Convert the saved entries below into a numbered list, skipping any blank lines. Leave the pictures out of your answer.

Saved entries
◆ ◆ ◆ ◆ ◆

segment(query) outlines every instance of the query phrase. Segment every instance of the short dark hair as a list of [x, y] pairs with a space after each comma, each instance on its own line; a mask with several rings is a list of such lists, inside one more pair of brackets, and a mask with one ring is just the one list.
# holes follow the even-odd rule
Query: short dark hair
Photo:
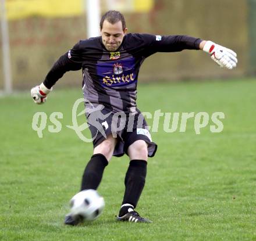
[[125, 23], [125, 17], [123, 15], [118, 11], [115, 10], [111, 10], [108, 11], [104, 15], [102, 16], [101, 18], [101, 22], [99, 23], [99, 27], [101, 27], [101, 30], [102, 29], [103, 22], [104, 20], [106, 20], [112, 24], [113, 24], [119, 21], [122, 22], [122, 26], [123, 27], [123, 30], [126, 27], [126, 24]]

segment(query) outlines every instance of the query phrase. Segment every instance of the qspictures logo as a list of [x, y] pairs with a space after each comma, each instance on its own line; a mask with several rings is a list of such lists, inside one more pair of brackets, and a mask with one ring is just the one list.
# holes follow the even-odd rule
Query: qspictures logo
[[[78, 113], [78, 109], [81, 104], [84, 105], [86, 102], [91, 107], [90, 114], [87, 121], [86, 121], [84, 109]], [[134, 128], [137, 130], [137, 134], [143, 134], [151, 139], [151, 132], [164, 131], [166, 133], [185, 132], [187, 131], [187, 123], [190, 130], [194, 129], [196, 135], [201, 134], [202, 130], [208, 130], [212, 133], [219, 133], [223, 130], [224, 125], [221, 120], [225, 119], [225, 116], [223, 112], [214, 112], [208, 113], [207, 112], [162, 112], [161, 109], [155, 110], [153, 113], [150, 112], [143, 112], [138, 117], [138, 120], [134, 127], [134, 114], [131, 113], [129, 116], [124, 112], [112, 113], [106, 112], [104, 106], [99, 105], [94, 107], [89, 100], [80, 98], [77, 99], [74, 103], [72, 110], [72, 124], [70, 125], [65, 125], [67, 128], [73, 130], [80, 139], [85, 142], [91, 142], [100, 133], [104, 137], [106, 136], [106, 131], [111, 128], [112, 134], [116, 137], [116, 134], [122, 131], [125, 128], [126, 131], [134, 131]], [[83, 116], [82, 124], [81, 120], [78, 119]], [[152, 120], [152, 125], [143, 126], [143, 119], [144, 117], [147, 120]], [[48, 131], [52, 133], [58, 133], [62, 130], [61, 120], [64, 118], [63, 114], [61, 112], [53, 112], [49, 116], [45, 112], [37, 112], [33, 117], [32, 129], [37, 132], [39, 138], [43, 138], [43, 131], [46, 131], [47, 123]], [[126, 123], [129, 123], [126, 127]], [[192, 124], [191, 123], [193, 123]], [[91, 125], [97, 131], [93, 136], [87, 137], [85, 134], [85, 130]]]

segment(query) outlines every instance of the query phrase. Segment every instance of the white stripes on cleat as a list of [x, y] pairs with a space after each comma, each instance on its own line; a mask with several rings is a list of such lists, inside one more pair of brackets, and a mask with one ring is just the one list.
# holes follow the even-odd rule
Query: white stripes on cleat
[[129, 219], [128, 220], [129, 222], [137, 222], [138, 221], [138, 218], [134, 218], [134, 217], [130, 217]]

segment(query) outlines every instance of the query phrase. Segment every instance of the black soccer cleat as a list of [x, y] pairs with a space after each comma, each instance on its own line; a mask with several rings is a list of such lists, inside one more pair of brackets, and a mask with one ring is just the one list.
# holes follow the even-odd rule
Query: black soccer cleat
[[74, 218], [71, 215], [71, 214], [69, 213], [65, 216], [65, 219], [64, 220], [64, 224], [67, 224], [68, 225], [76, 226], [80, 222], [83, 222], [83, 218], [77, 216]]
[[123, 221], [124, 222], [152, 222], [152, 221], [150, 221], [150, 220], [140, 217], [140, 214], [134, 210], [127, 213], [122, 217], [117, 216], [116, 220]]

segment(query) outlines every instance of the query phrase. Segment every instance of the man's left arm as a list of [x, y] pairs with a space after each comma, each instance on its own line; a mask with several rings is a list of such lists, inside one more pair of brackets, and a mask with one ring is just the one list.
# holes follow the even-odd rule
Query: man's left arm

◆ ◆ ◆ ◆ ◆

- **Result of the exercise**
1. segment(query) outlines every instance of the query phrase. Segment every instance of the short dark hair as a list of [x, y] pairs with a space after each comma, each instance on its own line; a mask with several rings is a list of such lists, inside one more pair of brackets, and a mask with one ring is just the one list.
2. # holes follow the even-odd rule
3. Query: short dark hair
4. Photo:
5. [[125, 23], [125, 17], [123, 15], [118, 11], [115, 10], [111, 10], [108, 11], [104, 15], [102, 16], [101, 18], [101, 22], [99, 23], [99, 27], [101, 27], [101, 30], [102, 29], [103, 22], [104, 20], [106, 20], [112, 24], [113, 24], [119, 21], [122, 22], [122, 26], [123, 27], [123, 30], [126, 27], [126, 24]]
6. segment(query) outlines every instance of the query phrase. Segment every instance of the qspictures logo as a list of [x, y] pairs with a space after each comma, each instance on its own line; a mask with several rings is a list of such lists, inside one more pair of brackets, and a mask with one ring is just the one list.
7. # holes follow the even-odd rule
8. Query: qspictures logo
9. [[[78, 113], [78, 109], [81, 104], [84, 105], [86, 102], [91, 107], [90, 114], [87, 121], [86, 121], [84, 109]], [[134, 128], [137, 130], [137, 134], [143, 134], [151, 139], [151, 132], [164, 131], [166, 133], [185, 132], [187, 131], [187, 123], [190, 130], [194, 129], [196, 135], [201, 134], [202, 130], [208, 130], [212, 133], [219, 133], [223, 130], [224, 125], [221, 120], [225, 119], [225, 116], [223, 112], [214, 112], [208, 113], [207, 112], [162, 112], [161, 109], [155, 110], [153, 113], [150, 112], [143, 112], [138, 117], [138, 120], [134, 127], [134, 114], [131, 113], [129, 116], [124, 112], [112, 113], [106, 112], [104, 106], [99, 105], [94, 107], [89, 100], [80, 98], [77, 99], [74, 103], [72, 110], [72, 124], [70, 125], [65, 125], [67, 128], [73, 130], [80, 139], [85, 142], [91, 142], [100, 133], [104, 137], [106, 136], [106, 131], [111, 128], [112, 134], [116, 137], [116, 134], [122, 131], [125, 128], [126, 131], [134, 131]], [[83, 116], [82, 124], [81, 120], [78, 119]], [[152, 120], [152, 125], [143, 126], [143, 119], [144, 117], [147, 120]], [[48, 131], [52, 133], [58, 133], [62, 130], [61, 120], [64, 118], [63, 114], [61, 112], [53, 112], [49, 116], [45, 112], [37, 112], [33, 117], [32, 129], [37, 132], [39, 138], [43, 138], [43, 131], [46, 131], [47, 123]], [[126, 123], [129, 123], [126, 127]], [[192, 124], [191, 123], [193, 123]], [[91, 125], [97, 131], [93, 136], [87, 137], [85, 134], [85, 130]]]
10. segment(query) outlines every instance of the query phrase. Segment every instance of the white stripes on cleat as a list of [x, y] pairs with a space after each comma, each instance on its own line; a mask with several rings is a list of such lists, inside one more pair of brackets, and a mask with one ring is just the one list.
11. # holes follow the even-odd rule
12. Query: white stripes on cleat
13. [[129, 219], [128, 220], [129, 222], [137, 222], [138, 221], [138, 218], [134, 218], [134, 217], [130, 217]]
14. segment(query) outlines every instance of the query phrase. Segment every instance of the black soccer cleat as a list of [x, y] pairs with a space after each comma, each instance on its own line; a mask with several rings is a list of such lists, inside one more pair of brackets, and a mask with one ring is just the one list.
15. # holes follow the even-odd rule
16. Query: black soccer cleat
17. [[74, 218], [71, 215], [71, 214], [69, 213], [65, 216], [65, 219], [64, 220], [64, 224], [67, 224], [68, 225], [76, 226], [80, 222], [83, 222], [83, 218], [77, 216]]
18. [[123, 221], [124, 222], [152, 222], [152, 221], [150, 221], [150, 220], [140, 217], [140, 214], [134, 210], [127, 213], [122, 217], [117, 216], [116, 220]]
19. segment(query) outlines every instance of the query phrase. Segment every instance of the man's left arm as a list of [x, y] pairs with a space after each comma, each instance on its own line; a mask with several rings is a list of such lists, inside one more pair of brackets, and a mask with one ring is just the one list.
20. # holes follow the even-odd rule
21. Query: man's left arm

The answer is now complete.